(Records from a data collection)
▬▬▬
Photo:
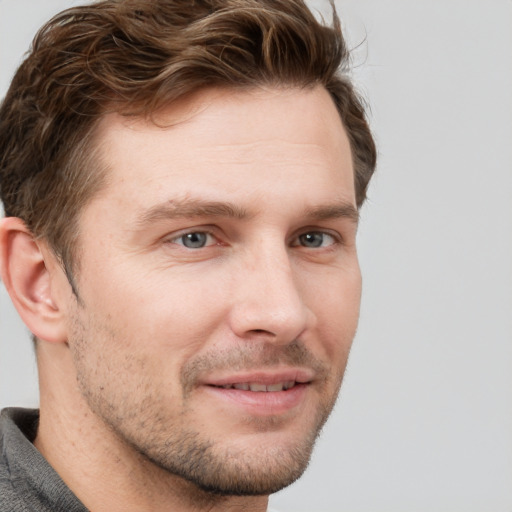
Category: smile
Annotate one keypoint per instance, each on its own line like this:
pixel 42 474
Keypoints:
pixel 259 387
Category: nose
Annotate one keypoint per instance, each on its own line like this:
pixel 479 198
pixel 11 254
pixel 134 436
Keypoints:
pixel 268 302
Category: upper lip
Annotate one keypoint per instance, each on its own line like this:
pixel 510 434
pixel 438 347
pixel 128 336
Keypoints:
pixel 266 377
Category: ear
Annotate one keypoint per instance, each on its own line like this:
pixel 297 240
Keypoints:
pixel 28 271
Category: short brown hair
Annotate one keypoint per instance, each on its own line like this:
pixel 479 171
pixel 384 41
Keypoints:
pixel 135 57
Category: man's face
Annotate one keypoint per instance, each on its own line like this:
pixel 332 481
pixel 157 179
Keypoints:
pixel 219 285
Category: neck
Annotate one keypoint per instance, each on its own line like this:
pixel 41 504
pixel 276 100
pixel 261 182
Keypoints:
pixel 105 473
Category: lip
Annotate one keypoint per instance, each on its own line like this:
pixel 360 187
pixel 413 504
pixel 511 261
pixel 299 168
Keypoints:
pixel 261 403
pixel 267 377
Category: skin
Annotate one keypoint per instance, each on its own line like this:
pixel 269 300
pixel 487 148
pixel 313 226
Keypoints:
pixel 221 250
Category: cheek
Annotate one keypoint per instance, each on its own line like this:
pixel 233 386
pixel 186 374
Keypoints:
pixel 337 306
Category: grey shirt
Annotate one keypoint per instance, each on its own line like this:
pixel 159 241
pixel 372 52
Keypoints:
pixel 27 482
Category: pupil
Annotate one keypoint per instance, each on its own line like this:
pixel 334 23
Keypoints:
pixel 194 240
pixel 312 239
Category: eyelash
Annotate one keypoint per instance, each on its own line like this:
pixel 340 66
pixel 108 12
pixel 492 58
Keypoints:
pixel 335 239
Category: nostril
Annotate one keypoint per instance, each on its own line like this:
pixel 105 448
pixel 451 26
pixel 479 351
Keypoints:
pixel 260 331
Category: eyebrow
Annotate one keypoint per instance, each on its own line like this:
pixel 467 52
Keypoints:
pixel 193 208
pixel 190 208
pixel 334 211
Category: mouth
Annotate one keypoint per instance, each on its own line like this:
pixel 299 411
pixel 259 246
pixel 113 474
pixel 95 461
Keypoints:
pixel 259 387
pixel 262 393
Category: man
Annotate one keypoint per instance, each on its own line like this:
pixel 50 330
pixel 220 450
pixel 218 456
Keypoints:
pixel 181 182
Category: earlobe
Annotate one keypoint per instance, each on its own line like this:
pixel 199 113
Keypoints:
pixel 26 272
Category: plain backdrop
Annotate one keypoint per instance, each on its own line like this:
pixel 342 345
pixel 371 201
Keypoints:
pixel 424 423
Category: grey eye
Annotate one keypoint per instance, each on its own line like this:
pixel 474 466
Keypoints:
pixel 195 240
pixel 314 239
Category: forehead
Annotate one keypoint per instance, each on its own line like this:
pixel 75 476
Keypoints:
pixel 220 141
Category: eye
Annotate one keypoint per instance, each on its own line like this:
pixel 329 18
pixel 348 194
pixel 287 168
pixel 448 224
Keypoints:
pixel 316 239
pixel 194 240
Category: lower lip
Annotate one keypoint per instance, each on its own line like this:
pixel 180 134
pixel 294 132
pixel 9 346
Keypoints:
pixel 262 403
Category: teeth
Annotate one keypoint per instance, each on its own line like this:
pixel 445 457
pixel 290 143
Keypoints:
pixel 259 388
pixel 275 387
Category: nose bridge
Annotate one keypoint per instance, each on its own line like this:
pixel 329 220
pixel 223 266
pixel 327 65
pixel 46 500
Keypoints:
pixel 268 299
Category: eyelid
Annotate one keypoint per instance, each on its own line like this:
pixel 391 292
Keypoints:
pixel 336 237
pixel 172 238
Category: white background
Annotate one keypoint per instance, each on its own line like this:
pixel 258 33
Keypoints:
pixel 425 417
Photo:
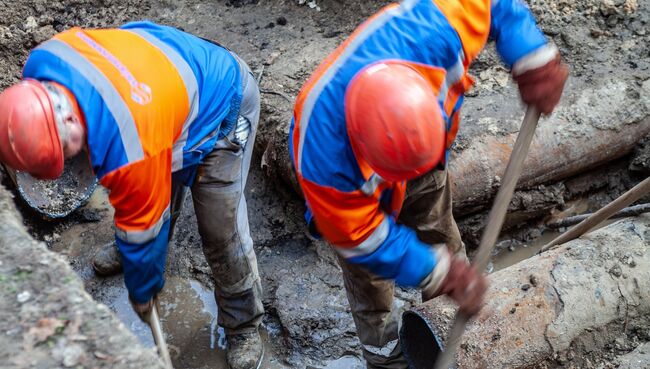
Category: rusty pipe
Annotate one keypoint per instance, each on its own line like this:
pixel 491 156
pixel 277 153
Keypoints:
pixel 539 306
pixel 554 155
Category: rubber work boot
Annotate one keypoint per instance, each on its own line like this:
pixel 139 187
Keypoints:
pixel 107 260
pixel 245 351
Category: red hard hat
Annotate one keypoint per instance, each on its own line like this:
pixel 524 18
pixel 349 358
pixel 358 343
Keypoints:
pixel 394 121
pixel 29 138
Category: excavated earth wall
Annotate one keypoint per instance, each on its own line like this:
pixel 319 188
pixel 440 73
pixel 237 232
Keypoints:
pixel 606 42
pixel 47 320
▬▬▬
# [DIRECTIONS FOR THIS TASK]
Reproduce every line of the material above verbatim, omitting the pictures.

# [RESPONSE TO THE TASK]
Photo:
Category: smile
Annotate one keypoint per instance, each on its own line like this:
pixel 42 474
Keypoints:
pixel 259 387
Category: nose
Annotate one keypoint per instance, each on its own line like this:
pixel 479 198
pixel 11 254
pixel 134 436
Keypoints:
pixel 268 302
Category: upper lip
Annotate one keypoint per instance, each on its own line like this:
pixel 510 434
pixel 438 347
pixel 128 336
Keypoints:
pixel 266 377
Category: ear
Annotate one keypoint per instance, each on its own line like this:
pixel 297 240
Keypoints:
pixel 28 271
Category: short brown hair
Annotate one keypoint per instance, each on its own line like this:
pixel 479 171
pixel 384 41
Keypoints:
pixel 135 57
Category: man's face
Annotate one keypoint per instance, each on its own line like this:
pixel 332 481
pixel 157 179
Keypoints:
pixel 219 285
Category: neck
Annotate one keypoint per instance, each on its own line like this:
pixel 41 504
pixel 276 100
pixel 261 182
Keypoints:
pixel 105 473
Category: lip
Annotate one keypoint per instance, each on its own line like this:
pixel 360 187
pixel 413 504
pixel 511 261
pixel 299 168
Keypoints:
pixel 261 403
pixel 267 377
Category: skin
Annotate one keypoint per instance, each on its own line like this:
pixel 269 300
pixel 487 148
pixel 313 226
Keypoints:
pixel 221 250
Category: cheek
Annotate one keypoint per instance, each on its own line like this:
pixel 233 386
pixel 186 374
Keypoints:
pixel 337 306
Category: grey shirt
Annotate one keypoint per instance, each on its own line like this:
pixel 159 241
pixel 372 52
Keypoints:
pixel 27 482
Category: pupil
Annotate one keypoint per instance, each on its own line like this:
pixel 334 23
Keypoints:
pixel 194 240
pixel 312 239
Category: eyelash
Annotate one keypoint per instance, each on its own line like this:
pixel 340 66
pixel 108 12
pixel 492 58
Keypoints:
pixel 335 239
Category: nostril
Annotate one keypoint per instance, each on its own line like this:
pixel 105 448
pixel 451 26
pixel 479 351
Keypoints:
pixel 260 331
Category: eyebrow
Annotate one keypoint per instance, each on its own line like this:
pixel 467 52
Keypoints:
pixel 193 208
pixel 190 208
pixel 334 211
Category: mouth
Annotate one keypoint per instance, each on its own line like this:
pixel 299 411
pixel 259 246
pixel 113 474
pixel 95 461
Keypoints:
pixel 259 387
pixel 262 393
Category: man
Annotate one keypoint per instance, each on its own line like this:
pixel 50 330
pixel 220 450
pixel 218 456
Keypoints:
pixel 181 182
Category: earlobe
Annotate one keypoint per instance, each on its own line like this:
pixel 199 113
Keypoints:
pixel 26 272
Category: plain backdrop
Annotate one keypoint per instance, each on its own line like this:
pixel 342 345
pixel 371 201
Keypoints:
pixel 424 423
Category: grey eye
Annotate one keypoint per instance, each on its own line like this:
pixel 474 466
Keypoints:
pixel 195 240
pixel 314 239
Category: forehead
Annotate one keypoint per instance, each on its own line like this:
pixel 75 476
Keypoints:
pixel 220 141
Category: eye
Annotate one keypoint per instance, each on its own line like this:
pixel 329 18
pixel 348 194
pixel 287 168
pixel 448 224
Keypoints:
pixel 316 239
pixel 194 240
Category: lower lip
Annotate one keypoint per instance, each on its own line like this:
pixel 180 134
pixel 294 132
pixel 9 346
Keypoints:
pixel 262 403
Category: teeth
Annotate one keypoint per instance, each on its own line like this:
pixel 445 457
pixel 290 143
Keypoints:
pixel 259 388
pixel 275 387
Category: nose bridge
Annotate one keypoint per instance, each on its own line like this:
pixel 329 220
pixel 223 266
pixel 327 65
pixel 46 500
Keypoints:
pixel 268 299
Category: eyelid
Annotate one keypoint per instance, each on its own line like this:
pixel 391 292
Keypoints:
pixel 336 237
pixel 172 238
Category: white background
Annotate one keypoint per instance, each on its own line like this:
pixel 258 33
Keypoints:
pixel 425 417
Photo:
Category: rusty pipe
Annotate one keypoint per instance, each on its own line like this:
pixel 491 156
pixel 277 153
Keypoints:
pixel 539 306
pixel 554 155
Category: rubber work boot
Annotate one keypoint per instance, each on its own line like this:
pixel 139 187
Keypoints:
pixel 107 260
pixel 245 351
Category: red hard hat
Annotate one keypoint per instance, each on its own line like this:
pixel 524 18
pixel 349 358
pixel 358 343
Keypoints:
pixel 394 121
pixel 29 138
Category: excavated earth wall
Annotate one keypoint per instance, each on its own line like this:
pixel 319 188
pixel 440 73
pixel 237 232
Keypoints:
pixel 606 42
pixel 47 320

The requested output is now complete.